* Work task:
Reproduce, word for word, the full passage on fall lawn damage caused by a skunk.

* Document extract:

With the transition into the Fall season, I often find myself feeling a mixture of emotions; relief, that another growing season is coming to an end; sadness, that it went too fast; and excitement for what the next year will bring! I am sure that our animal friends also sense the need to prepare for the changing seasons and as such, over the last few days, I’ve been seeing some damage happening in my yard from an uninvited guest!
Can you guess what caused this digging of the grass? This occurred in two different areas of my lawn over the course of a week. I also noticed the exact same digging at my parents’ house in this same time period.
Well, if you guessed a skunk, you are correct! An Eastern Striped Skunk to be exact, which you can learn more about by visiting the Maryland Department of Natural Resources website. These native critters are fairly small with a lot of fluff and a long tail. Their most characteristic marking is their black body with a white stripe down the middle. They are also known for their smell!

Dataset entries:
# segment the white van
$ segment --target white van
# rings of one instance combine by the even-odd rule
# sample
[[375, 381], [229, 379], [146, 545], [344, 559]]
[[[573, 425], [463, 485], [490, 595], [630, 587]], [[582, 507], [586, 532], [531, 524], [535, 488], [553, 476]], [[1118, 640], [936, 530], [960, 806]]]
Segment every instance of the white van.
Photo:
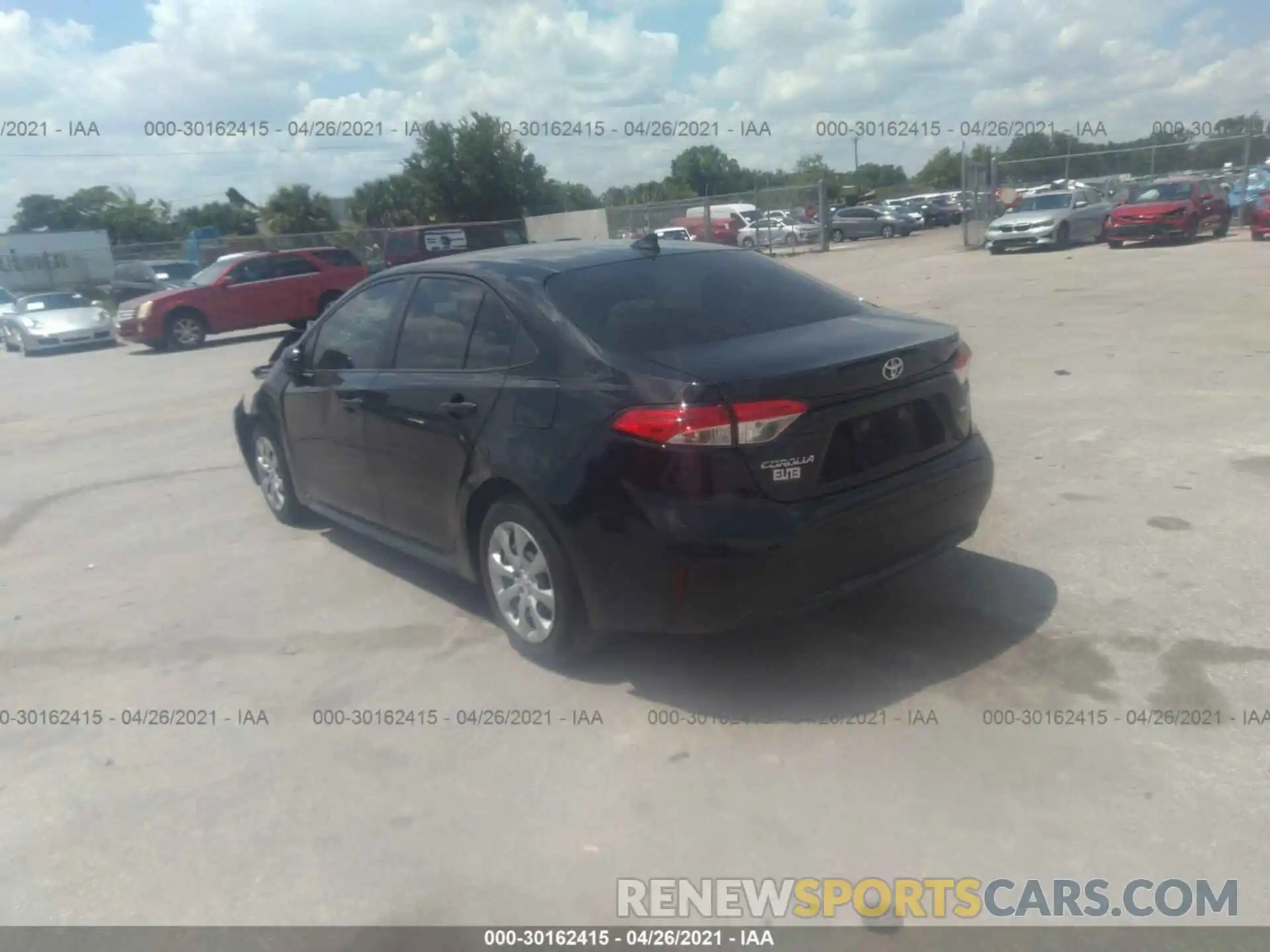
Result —
[[[745, 215], [749, 212], [749, 215]], [[729, 215], [735, 215], [743, 218], [745, 222], [753, 221], [758, 217], [758, 208], [752, 204], [712, 204], [710, 206], [710, 220], [726, 218]], [[685, 218], [705, 218], [706, 207], [698, 204], [696, 208], [690, 208], [683, 215]]]

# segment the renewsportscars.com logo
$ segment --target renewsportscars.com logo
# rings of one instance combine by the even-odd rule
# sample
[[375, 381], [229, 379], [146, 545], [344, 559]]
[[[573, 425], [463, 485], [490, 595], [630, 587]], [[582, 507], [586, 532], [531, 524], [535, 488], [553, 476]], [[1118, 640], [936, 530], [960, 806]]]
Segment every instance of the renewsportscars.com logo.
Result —
[[1238, 915], [1237, 880], [1219, 889], [1209, 880], [1130, 880], [1113, 889], [1106, 880], [983, 880], [867, 877], [850, 880], [618, 880], [622, 919], [691, 916], [751, 919], [827, 918], [1168, 918]]

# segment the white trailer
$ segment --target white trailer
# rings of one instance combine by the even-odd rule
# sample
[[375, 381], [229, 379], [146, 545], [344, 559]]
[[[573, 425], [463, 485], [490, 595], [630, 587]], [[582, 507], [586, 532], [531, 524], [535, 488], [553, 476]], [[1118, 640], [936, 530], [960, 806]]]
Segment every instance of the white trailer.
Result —
[[0, 287], [15, 294], [109, 284], [110, 236], [104, 231], [0, 235]]

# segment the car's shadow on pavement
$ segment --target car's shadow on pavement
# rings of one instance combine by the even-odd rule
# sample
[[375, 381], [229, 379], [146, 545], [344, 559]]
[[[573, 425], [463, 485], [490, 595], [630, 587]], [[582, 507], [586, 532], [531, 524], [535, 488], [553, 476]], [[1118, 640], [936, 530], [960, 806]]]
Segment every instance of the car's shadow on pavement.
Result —
[[[484, 593], [338, 527], [325, 537], [458, 608], [489, 618]], [[814, 613], [721, 633], [612, 637], [561, 669], [706, 717], [796, 722], [886, 708], [1025, 641], [1058, 602], [1035, 569], [959, 548]], [[490, 622], [493, 626], [493, 622]]]
[[1057, 600], [1044, 572], [959, 548], [808, 616], [621, 637], [574, 675], [629, 682], [645, 701], [707, 717], [847, 717], [986, 664], [1038, 631]]

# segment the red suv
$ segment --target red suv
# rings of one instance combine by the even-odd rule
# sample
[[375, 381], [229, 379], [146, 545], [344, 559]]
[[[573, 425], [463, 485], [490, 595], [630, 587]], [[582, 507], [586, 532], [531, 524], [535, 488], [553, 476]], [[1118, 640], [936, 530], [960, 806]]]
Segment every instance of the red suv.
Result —
[[1224, 237], [1231, 228], [1231, 204], [1226, 190], [1213, 179], [1161, 179], [1143, 185], [1111, 211], [1106, 237], [1109, 248], [1125, 241], [1180, 239], [1190, 241], [1201, 231]]
[[343, 248], [235, 255], [203, 268], [188, 288], [128, 301], [114, 330], [124, 340], [188, 350], [208, 334], [269, 324], [304, 327], [368, 273]]
[[1270, 235], [1270, 188], [1261, 189], [1257, 203], [1252, 206], [1252, 221], [1248, 222], [1248, 232], [1253, 241], [1265, 241]]

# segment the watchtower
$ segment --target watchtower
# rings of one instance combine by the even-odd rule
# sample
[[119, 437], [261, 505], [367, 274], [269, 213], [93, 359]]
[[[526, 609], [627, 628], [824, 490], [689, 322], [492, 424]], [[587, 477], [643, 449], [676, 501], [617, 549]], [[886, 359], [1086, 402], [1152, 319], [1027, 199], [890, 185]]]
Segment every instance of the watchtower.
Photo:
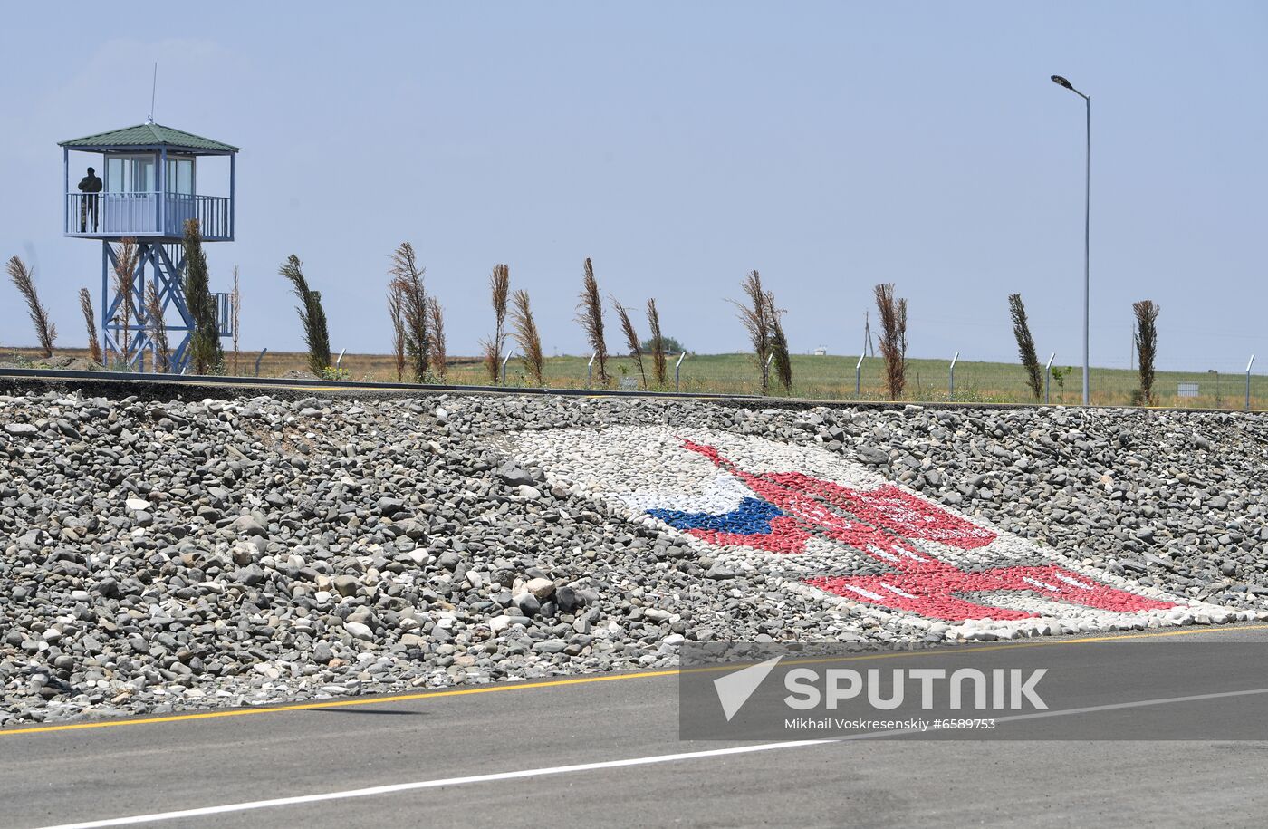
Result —
[[[170, 332], [184, 332], [171, 352], [171, 370], [184, 373], [189, 365], [189, 341], [194, 317], [185, 303], [185, 222], [198, 219], [204, 242], [233, 241], [233, 175], [237, 147], [153, 122], [113, 132], [72, 138], [62, 148], [65, 235], [101, 241], [101, 345], [129, 366], [143, 368], [145, 355], [153, 351], [148, 312], [145, 302], [148, 274]], [[70, 153], [93, 153], [93, 176], [72, 185]], [[228, 194], [207, 195], [198, 176], [198, 160], [227, 156]], [[79, 164], [76, 164], [79, 167]], [[94, 180], [95, 179], [95, 180]], [[223, 183], [222, 183], [223, 184]], [[123, 295], [112, 275], [118, 265], [122, 240], [137, 242], [137, 266], [132, 290]], [[232, 336], [232, 295], [216, 294], [219, 336]], [[123, 303], [131, 307], [133, 336], [122, 337]], [[179, 321], [175, 318], [179, 316]], [[127, 349], [123, 347], [127, 340]]]

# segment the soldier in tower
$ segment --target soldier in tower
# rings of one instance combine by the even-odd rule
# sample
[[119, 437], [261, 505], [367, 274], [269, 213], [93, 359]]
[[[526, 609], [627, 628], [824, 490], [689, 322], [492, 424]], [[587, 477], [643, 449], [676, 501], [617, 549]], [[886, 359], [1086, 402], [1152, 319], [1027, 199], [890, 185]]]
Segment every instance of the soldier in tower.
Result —
[[87, 175], [80, 179], [80, 193], [84, 193], [84, 198], [80, 199], [80, 233], [87, 232], [89, 217], [93, 218], [93, 232], [96, 232], [96, 200], [98, 193], [101, 191], [101, 180], [96, 177], [96, 171], [93, 167], [87, 169]]

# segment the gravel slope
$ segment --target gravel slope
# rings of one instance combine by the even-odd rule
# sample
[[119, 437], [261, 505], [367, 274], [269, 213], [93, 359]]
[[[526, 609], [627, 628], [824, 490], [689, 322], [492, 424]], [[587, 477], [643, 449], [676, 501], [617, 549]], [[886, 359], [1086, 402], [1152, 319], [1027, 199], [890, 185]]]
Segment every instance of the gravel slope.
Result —
[[817, 447], [1226, 608], [1174, 624], [1268, 596], [1262, 414], [0, 397], [0, 724], [672, 664], [685, 638], [965, 638], [727, 570], [514, 459], [524, 431], [664, 425]]

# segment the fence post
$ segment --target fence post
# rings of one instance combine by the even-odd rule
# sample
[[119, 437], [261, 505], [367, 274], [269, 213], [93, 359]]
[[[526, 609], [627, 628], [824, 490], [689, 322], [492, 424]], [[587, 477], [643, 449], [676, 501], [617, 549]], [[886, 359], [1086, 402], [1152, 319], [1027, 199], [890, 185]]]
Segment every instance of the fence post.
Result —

* Solution for this problem:
With the transition into the Fall season, I often find myself feeling a mixture of emotions; relief, that another growing season is coming to an end; sadness, that it went too fast; and excitement for what the next year will bring! I am sure that our animal friends also sense the need to prepare for the changing seasons and as such, over the last few days, I’ve been seeing some damage happening in my yard from an uninvited guest!
Can you guess what caused this digging of the grass? This occurred in two different areas of my lawn over the course of a week. I also noticed the exact same digging at my parents’ house in this same time period.
Well, if you guessed a skunk, you are correct! An Eastern Striped Skunk to be exact, which you can learn more about by visiting the Maryland Department of Natural Resources website. These native critters are fairly small with a lot of fluff and a long tail. Their most characteristic marking is their black body with a white stripe down the middle. They are also known for their smell!